• Tasks to complete
1) In the article on writing characters readers will root for, what did Tom Joad do that landed him in jail?
2) Translate this sentence from the article on writing characters readers will root for into Spanish: "You’ll find a flawed hero–a hero with problems–in every great novel ever told."
3) Please carry on the article on writing characters readers will root for, beginning right after its last sentence.

• Text passage
How to Write Characters Readers Will Root For

Here’s a little secret. Readers don’t like reading about perfect heroes who have all their stuff together. Perfect heroes without any flaws or problems whatsoever are bo-o-oring. Not to mention, completely unrealistic. (I, for one, have yet to meet a human being whose life is entirely flawless.) . So if you want to create a hero for your novel who is believable, relatable, and interesting, they can’t be perfect. They must have at least one major problem–or better yet, lots of them!

You’ll find a flawed hero–a hero with problems–in every great novel ever told.

Take Katniss Everdeen of The Hunger Games by Suzanne Collins, for example. She’s not exactly living in the lap of luxury out in District 12, is she? She’s poor, she’s hungry, she’s fatherless, her mother has completely checked out. And then, boom! Her little sister gets chosen for the reaping. Katniss’s circumstances on the outside have also made her hardened, distrustful, and cynical on the inside. This girl’s got problems to spare. 

Or what about Tom Joad in The Grapes of Wrath by John Steinbeck? He’s just gotten out of jail (for killing a man!), and he comes home to find his entire family has up and left because of no money, no work, and no food. He’s definitely not winning “Farmer of the Year” anytime soon.

• Dataset entries
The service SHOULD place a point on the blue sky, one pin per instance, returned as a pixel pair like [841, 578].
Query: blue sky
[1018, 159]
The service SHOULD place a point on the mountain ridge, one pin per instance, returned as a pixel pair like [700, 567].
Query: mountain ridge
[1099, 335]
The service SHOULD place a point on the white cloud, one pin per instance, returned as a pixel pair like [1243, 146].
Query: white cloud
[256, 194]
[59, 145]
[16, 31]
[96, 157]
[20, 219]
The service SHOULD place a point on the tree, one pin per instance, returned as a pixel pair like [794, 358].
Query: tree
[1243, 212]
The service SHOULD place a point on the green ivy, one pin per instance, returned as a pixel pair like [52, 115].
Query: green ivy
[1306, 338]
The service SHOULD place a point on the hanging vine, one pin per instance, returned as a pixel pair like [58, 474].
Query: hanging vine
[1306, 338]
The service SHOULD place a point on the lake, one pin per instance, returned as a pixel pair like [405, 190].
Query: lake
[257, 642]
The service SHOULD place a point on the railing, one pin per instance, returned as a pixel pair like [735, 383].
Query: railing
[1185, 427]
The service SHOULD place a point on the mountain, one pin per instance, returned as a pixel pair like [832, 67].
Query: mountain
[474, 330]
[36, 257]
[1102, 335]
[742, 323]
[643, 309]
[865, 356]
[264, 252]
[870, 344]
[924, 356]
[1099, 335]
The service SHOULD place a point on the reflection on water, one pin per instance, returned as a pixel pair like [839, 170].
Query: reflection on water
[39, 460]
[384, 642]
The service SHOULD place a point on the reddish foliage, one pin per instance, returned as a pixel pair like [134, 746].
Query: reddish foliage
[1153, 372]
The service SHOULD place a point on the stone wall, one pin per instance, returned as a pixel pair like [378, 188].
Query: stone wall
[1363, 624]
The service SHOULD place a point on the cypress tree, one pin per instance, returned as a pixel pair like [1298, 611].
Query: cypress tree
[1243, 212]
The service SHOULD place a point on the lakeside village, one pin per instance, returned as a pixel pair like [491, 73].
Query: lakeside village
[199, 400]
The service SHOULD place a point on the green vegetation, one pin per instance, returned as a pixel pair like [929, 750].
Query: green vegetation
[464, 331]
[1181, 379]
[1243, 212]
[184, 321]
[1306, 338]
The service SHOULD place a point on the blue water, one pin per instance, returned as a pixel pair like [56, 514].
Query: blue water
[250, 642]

• Answers to the exercises
1) He killed a man.

2) Encontrarás un héroe con defectos —un héroe con problemas— en toda gran novela jamás contada.

3)
And let’s not forget about Becky Bloomwood, in Confessions of a Shopaholic by Sophie Kinsella, who, as the title implies, cannot stop shopping. Which is why she’s crippled by secret credit card debt that’s starting to wreak havoc on her entire life.

And that brings us to a great tip for writing flawed heroes: Don’t let the problem stay contained to just one area of your hero’s life. Let the problem(s) manifest and spread and infect! Your hero’s problem(s) should be affecting their entire world: their work, their home life, and their relationships.

When someone starts reading your novel, they should be thinking something along the lines of, Whoa, what a mess this person’s life is!

That’s how you know you’ve done your job.

I realize this seems like a horrible thing to do to your hero–riddle their life with all sorts of difficulties right from the get-go–but it’s also an essential thing to do to your hero. Because if your hero’s life isn’t flawed, what’s the point of the novel? Why do we care? We turn to story to watch characters fix their problems, better their lives, improve upon their flaws. Great novels take deeply imperfect characters and make them a little less imperfect.

So what kind of problem(s) is your character facing? That’s the first question you must answer as you begin to create your story-worthy hero.